MICHAEL MUKUKA - 1ST DEFENDANT
HIGHWAY TRANSPORT LIMITED - 2NDDEFENDANT
Before the Hon. Mr. Justice I.C.T. Chali in Open Court the 17th day of July, 2012
For the Plaintiffs: Mr. K. Bota - Messrs William Nyirenda and Company
For the Defendants: Mr. V.K. Mwewa - Messrs V.K. Mwewa and Company
Cases referred to;
Khalid Mohamed v The Attorney General (1982) ZR. 49
Donoghue v. Stevenson (1932) AC 562
Blyth v. Birmingham Waterworks (1856) II EX CH 781
Michael Chilufya Sata v. Zambia Bottlers Limited SCZ No. 1 of 2003
Moschi v. Lep Air Services Limited and Another (1972) 2 ALL ER 393
Konkola Copper Mines Plc and Zambia State Insurance Corporation Limited v. John Mubanga Kapaya & Others (2004) Z.R. 233
Litana v. Chimba and Attorney General (1987) Z.R. 26
Texts referred to;
Charlesworth & Percy on Negligence 12th Edition
On 22nd February, 2006 the Plaintiffs took out a writ of summons accompanied with a statement of claim seeking damages for personal injuries and death arising out of a road traffic accident which occurred on 13th December, 2005 along the Great North Road near Kabwe due to the alleged negligence of the 1st Defendant who was driving the 2nd Defendant’s motor vehicle a Scania Bus, registration number ABE 8642 in the course of his duties.

- **What is needed**
Carry on the court judgment on the Great North Road bus accident claim, starting right after its last sentence.

- **Recorded information**
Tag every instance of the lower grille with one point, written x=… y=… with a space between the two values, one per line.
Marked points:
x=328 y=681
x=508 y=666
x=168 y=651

- **Response below**
According to the Plaintiffs’ statement of claim, the 2nd Plaintiff sued as next friend of LUWI JAMES CHIWALA an infant and as Administrator of the estates of NKISU CHIWALA and LENNY KASONGO both deceased persons who died from injuries they sustained in the said accident. The claims are made under the provisions of the Law Reform (Miscellaneous Provisions) Act and the Fatal Accidents Act 1846.
The Plaintiffs alleged that on the material day the 1st Plaintiff, the infant and the two deceased persons were passengers on the 2nd Defendant’s said bus travelling from Lusaka when at a point on the Great North Road known as Marple Hurst Farm, south of Kabwe, the said bus collided with another vehicle, a Toyota Hilux Registration Number AAH 4138. The cause of the accident was alleged to be due to the negligence of the 1st Defendant, the particulars of the said negligence being:-
1. Failure to keep any or any proper lookout or to observe in time or at all motor vehicle Toyota Hilux Registration Number AAH 4138 belonging to one CLEMENT TEMBO of Lusaka, a third party, which was ahead of the bus on the said road;
2. Driving too fast in the circumstances;
3. Failure to properly judge the clearance distance between the bus and the third party’s motor vehicle;
4. Failure to apply brakes in time or at all or to so steer or control the bus as to avoid the said collision;
5. Driving the bus into the rear side of the third party’s motor vehicle and losing control of the bus and plunging and falling off on the road side.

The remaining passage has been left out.